Aufgaben:
**1)** Schreib im Text über die Video-Konferenz alles von „Zum traditionellen Mai-Stammtischtermin“ bis hinunter zu „Fragen zu beantworten.“ noch einmal ab und setz dabei „Führung“ an die Stelle von „Besichtigung“.
**2)** Welche Wörter mit Bindestrich kommen im Text über die Video-Konferenz vor? Nenn jedes davon einmal.

Text der Seite:
--------------------------------

3. Video-Konferenz mit Dr. Christoph Specht

Zum traditionellen Mai-Stammtischtermin des Industrievereins fiel die geplante Besichtigung des Postverteilungszentrums im Gewerbegebiet Fuhrkamp leider den Corona-Einschränkungen zum Opfer. Stattdessen hatte Vorsitzender Gerhard Witte zwei prominente Gäste eingeladen, in der Video-Konferenz vorzutragen und Fragen zu beantworten.

--------------------------------

Vorliegendes Material:
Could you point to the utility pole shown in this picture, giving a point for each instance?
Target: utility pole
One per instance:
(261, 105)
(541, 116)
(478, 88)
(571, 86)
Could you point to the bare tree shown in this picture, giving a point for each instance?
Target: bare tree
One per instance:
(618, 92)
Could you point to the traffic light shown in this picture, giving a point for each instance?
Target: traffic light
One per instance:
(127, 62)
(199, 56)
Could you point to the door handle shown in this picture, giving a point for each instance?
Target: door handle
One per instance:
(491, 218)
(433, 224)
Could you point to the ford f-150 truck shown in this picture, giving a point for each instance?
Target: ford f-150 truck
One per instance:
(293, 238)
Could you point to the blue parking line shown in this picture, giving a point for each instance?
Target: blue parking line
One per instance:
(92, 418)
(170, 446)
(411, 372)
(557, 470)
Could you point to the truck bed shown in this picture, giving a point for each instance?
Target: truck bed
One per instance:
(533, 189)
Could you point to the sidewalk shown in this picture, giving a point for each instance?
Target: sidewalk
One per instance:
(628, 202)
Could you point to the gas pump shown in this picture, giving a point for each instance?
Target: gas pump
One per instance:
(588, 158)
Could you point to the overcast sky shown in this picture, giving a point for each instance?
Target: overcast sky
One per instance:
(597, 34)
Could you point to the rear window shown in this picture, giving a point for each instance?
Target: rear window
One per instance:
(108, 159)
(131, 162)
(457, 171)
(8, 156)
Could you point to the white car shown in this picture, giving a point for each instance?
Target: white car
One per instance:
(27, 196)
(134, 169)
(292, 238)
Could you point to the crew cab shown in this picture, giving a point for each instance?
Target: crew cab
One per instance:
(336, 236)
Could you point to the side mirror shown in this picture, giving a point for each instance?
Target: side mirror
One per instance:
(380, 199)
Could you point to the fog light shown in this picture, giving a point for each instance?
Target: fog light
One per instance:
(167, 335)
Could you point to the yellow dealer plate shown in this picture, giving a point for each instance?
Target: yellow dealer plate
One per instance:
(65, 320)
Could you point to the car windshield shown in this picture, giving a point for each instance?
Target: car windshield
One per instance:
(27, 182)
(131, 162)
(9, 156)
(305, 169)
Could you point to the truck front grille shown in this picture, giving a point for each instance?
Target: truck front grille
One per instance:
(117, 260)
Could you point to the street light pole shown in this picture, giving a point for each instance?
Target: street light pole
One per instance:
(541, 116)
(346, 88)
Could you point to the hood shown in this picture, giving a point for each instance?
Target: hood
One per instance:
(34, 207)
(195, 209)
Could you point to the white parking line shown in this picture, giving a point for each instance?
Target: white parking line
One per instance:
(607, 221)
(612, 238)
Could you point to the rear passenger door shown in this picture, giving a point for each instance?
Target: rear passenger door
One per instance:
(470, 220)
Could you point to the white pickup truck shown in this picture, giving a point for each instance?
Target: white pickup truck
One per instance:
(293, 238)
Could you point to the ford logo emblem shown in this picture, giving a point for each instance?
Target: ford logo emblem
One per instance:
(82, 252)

--------------------------------

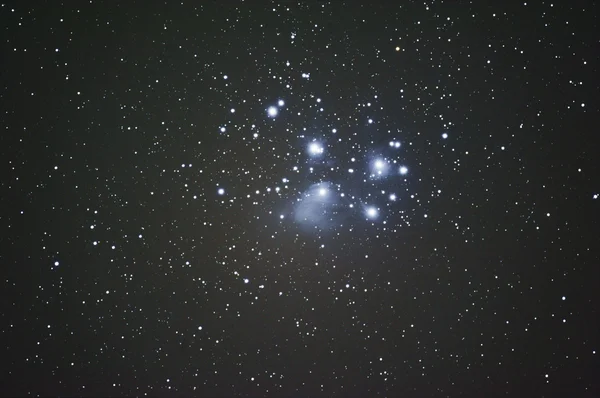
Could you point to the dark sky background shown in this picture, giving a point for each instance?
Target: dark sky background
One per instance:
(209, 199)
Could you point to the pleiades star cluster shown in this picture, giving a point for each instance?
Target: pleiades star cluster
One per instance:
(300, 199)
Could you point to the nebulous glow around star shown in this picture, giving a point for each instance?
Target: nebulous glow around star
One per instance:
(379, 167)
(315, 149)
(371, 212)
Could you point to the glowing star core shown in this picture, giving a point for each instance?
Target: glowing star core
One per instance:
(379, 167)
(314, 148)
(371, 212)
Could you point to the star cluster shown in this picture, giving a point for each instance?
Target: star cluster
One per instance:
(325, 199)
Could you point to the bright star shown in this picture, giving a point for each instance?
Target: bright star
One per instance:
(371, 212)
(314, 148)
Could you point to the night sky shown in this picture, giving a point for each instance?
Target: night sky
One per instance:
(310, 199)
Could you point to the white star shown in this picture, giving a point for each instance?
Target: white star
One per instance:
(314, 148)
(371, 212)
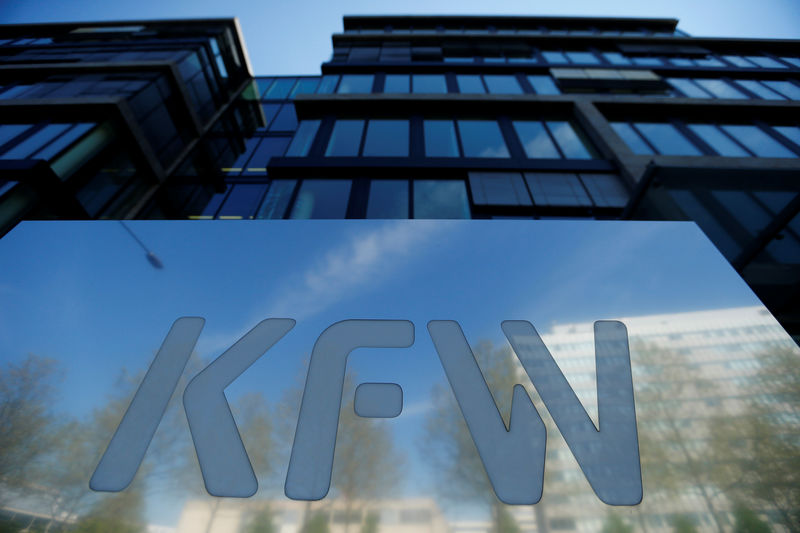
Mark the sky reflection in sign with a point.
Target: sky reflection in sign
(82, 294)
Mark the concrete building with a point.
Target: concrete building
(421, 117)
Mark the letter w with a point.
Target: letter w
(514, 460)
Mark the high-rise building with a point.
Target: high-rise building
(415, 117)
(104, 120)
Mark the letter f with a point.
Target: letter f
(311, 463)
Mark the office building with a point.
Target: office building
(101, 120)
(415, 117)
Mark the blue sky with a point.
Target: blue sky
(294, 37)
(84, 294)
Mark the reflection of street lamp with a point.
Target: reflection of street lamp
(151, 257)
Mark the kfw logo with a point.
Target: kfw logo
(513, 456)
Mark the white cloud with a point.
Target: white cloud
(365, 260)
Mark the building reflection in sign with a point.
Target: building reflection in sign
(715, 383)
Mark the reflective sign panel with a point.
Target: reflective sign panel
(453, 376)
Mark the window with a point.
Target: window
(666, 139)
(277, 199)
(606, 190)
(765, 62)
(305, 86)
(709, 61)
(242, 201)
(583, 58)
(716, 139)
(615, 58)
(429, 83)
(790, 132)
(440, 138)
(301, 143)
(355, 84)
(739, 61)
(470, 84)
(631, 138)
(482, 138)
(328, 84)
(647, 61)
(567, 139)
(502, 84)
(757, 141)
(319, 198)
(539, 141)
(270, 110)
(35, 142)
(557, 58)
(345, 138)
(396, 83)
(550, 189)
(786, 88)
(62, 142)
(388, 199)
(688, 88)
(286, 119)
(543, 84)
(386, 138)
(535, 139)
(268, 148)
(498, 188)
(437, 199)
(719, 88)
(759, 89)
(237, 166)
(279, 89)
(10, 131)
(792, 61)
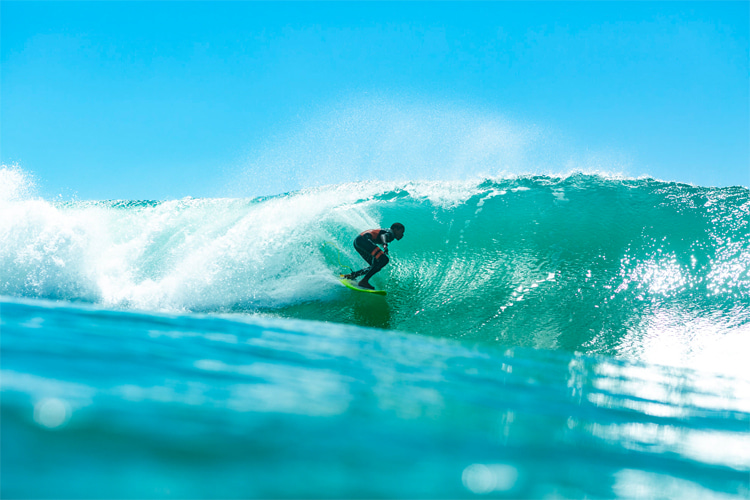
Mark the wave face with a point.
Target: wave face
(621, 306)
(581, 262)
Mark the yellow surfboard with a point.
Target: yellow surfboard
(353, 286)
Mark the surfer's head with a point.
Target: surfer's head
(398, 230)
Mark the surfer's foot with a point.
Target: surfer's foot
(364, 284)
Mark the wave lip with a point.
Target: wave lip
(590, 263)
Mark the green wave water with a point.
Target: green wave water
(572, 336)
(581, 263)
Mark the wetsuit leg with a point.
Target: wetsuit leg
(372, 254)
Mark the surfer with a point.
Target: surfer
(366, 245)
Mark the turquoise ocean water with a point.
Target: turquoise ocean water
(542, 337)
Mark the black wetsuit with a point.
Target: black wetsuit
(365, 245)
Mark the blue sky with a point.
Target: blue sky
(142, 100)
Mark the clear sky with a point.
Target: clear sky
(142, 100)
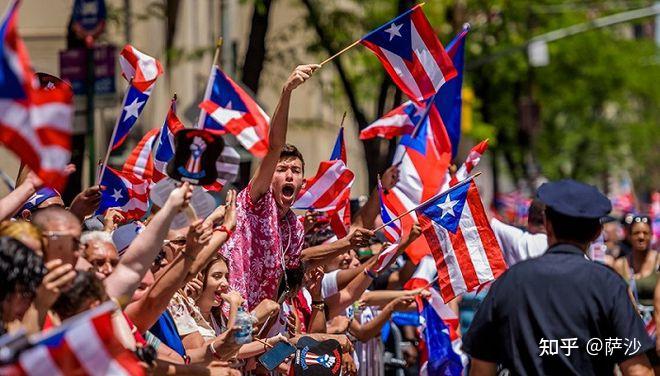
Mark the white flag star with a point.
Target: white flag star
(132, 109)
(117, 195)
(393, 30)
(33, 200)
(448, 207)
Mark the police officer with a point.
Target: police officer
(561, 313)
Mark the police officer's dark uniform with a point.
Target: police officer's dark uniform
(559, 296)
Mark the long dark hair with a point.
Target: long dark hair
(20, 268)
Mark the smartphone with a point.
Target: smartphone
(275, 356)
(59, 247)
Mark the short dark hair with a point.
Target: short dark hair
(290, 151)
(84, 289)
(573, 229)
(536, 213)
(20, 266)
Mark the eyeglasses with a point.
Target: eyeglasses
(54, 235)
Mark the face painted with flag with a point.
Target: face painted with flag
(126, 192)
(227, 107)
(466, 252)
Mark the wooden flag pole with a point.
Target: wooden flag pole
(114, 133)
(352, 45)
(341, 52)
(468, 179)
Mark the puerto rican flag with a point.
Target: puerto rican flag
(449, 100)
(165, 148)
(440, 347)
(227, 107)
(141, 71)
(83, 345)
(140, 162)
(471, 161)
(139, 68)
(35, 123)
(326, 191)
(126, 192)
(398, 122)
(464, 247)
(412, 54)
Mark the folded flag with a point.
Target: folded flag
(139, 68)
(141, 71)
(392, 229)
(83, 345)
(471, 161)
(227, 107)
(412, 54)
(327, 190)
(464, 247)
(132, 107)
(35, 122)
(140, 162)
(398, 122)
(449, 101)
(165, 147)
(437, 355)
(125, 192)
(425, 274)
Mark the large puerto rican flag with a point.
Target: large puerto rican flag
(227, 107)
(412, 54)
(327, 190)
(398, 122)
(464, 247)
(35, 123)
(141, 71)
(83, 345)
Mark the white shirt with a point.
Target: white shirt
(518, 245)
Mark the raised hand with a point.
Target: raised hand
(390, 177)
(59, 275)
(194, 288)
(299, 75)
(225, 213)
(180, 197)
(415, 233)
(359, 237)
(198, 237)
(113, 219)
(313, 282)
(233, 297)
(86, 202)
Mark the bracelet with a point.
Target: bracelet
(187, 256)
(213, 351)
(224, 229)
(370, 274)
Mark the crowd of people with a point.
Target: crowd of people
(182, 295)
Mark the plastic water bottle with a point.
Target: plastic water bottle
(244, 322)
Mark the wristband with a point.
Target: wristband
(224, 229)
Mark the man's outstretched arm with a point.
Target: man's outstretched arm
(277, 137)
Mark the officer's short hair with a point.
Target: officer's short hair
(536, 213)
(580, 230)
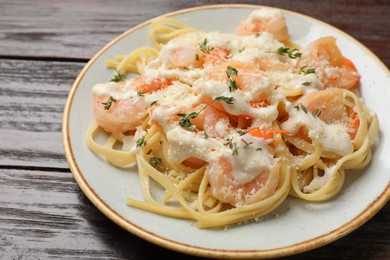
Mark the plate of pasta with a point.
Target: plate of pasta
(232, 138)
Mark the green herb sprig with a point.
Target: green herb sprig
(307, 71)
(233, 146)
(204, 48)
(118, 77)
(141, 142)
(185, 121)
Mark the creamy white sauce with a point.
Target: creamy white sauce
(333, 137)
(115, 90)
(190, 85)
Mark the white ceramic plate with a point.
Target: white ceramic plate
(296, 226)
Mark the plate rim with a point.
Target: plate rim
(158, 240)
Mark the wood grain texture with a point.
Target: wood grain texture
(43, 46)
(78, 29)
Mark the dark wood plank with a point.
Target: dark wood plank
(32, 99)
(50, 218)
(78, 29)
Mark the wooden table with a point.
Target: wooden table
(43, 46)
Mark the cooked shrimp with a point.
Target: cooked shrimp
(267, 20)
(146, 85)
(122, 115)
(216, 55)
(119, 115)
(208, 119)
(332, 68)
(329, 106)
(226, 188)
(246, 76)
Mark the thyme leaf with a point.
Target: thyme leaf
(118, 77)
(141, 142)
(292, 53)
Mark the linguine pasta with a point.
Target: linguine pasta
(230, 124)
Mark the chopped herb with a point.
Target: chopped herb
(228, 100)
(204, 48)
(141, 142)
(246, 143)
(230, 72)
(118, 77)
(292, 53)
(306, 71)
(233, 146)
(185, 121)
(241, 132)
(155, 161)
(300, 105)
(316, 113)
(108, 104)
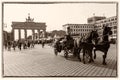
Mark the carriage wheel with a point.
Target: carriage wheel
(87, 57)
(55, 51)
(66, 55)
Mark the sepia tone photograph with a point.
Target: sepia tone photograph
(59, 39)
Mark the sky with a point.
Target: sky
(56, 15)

--------------------------------

Lösungen:
**1)**
Zum traditionellen Mai-Stammtischtermin des Industrievereins fiel die geplante Führung des Postverteilungszentrums im Gewerbegebiet Fuhrkamp leider den Corona-Einschränkungen zum Opfer. Stattdessen hatte Vorsitzender Gerhard Witte zwei prominente Gäste eingeladen, in der Video-Konferenz vorzutragen und Fragen zu beantworten.

**2)**
Video-Konferenz
Mai-Stammtischtermin
Corona-Einschränkungen